Социальный детерминизм предполагает развитие исторического процесса в двух вариантах: идеалистический (Гегель – мировая история есть развитие Идеи Свободы) и материалистический. Мы предполагаем, что ведущую роль в развитии общества играет духовная деятельность (понимая, что и способ производства также определяет духовное состояние общества). Такое видение истории мы строим на концепции Августина Блаженного: разделение мира на Град Божий и Град земной мы трактуем как деление мира на духовный и материальный. Душа является самодостаточной духовной субстанцией у Августина, по аналогии и духовная действительность является самостоятельной единицей исторического процесса[1]. Мы понимаем под термином Град Божий (вслед за Августином Блаженным) историю как культуру – мир духовной жизни человека, а под понятием град земной – мир материальных ценностей, то есть цивилизацию[2]. Обращаясь к произведениям Н. Бердяева, М. Бахтина, В. Библера, А. Гуревича, школы “Анналы” и др. мы можем увидеть соотношение понятий – история и культура. Человек, действуя в истории, действует в культуре. История – это  сосуществование разных сознаний, которые  спорят, борются, существуют в одной эпохе. Культура – это пройденный путь человечества, зафиксированный в текстах, и задача историка, человека культуры воссоздать его в себе (через понимание этих текстов с позиции того времени, когда они были созданы, но из нашего XX-XXI века). Погружаясь в культуру в поисках ответов на интересующие нас вопросы, мы обращаемся к речи, к тексту. Человек изначально помещен в мир культуры, только находясь в мире культуры,  он может стать человеком. Семенов Ю. отмечает: “И каждое новое поколение, чтобы существовать, должно усвоить опыт, которым обладало уходящее. Таким образом, в обществе идет смена поколений и передача культуры от одного поколения к другому. Эти два процесса являются необходимым условием развития общества…”[3, c.51] Мир культуры, мир моральных, нравственных ценностей не присваивается, не наследуется человеком автоматически, человек должен переоткрывать все достижения человечества (из-обретение), культура переводит человека в другой способ мышления, а, следовательно, и бытия, когда человек выстраивает сам свою жизненную программу, живет в мире активно, очеловечивает мир. Такая встреча с культурой может не состояться. Тогда многие истины будут навсегда закрыты для человека.
────────────────────
= ЗАДАНИЯ =
1. Как в тексте об истории и культуре трактуется разделение мира на Град Божий и Град земной?
2. Допишите текст об истории и культуре, продолжив его сразу после последнего предложения.
Материал ниже взят из другого источника и с текстом об истории и культуре не связан.

= ПРЕДСТАВЛЕННЫЕ ДАННЫЕ =
────────────────────
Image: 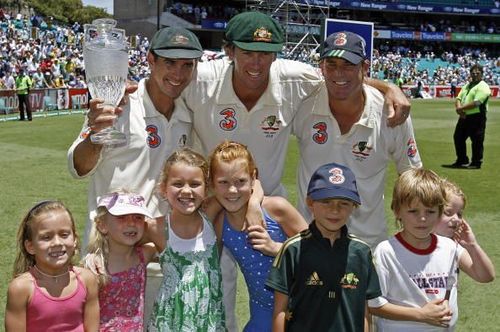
────────────────────
= ОТВЕТЫ К ЗАДАНИЯМ =
1. Как деление мира на духовный и материальный.

2.
Этапы исторического пути – это эпохи – духовные, ценностные установки людей, которые сменяются в результате смены парадигм данной эпохи в результате осознания новых ценностей большинством общества. Каждая эпоха различается умонастроением, ментальностью, методом осознания человеком мира и себя в этом мире, смыслами: «В  культуре  не содержится ничего,  кроме смыслов и способов  их  передачи.  Это – встреча в о-смысленном мире»[4, с.20]. Стержнем эпох является человек, и он осознает себя в четырех отношениях: Я и Я; Я и общество; Я и память (история); Я и природа. За этими отношениями стоят парадигмы: Я-Я – осознание себя в свободе; Я-общество – понимание добра и зла (социализация, самодетерминация); Я-память – во всех этих категориях вместе. Отношение Я-природа предполагает деление мира на субъект-объект, осознание себя субъектом, освобождение от материального для возможности духовной, человеческой жизни. Эти четыре парадигмы являются стержнями эпохи, смена которых ведет к ее смене.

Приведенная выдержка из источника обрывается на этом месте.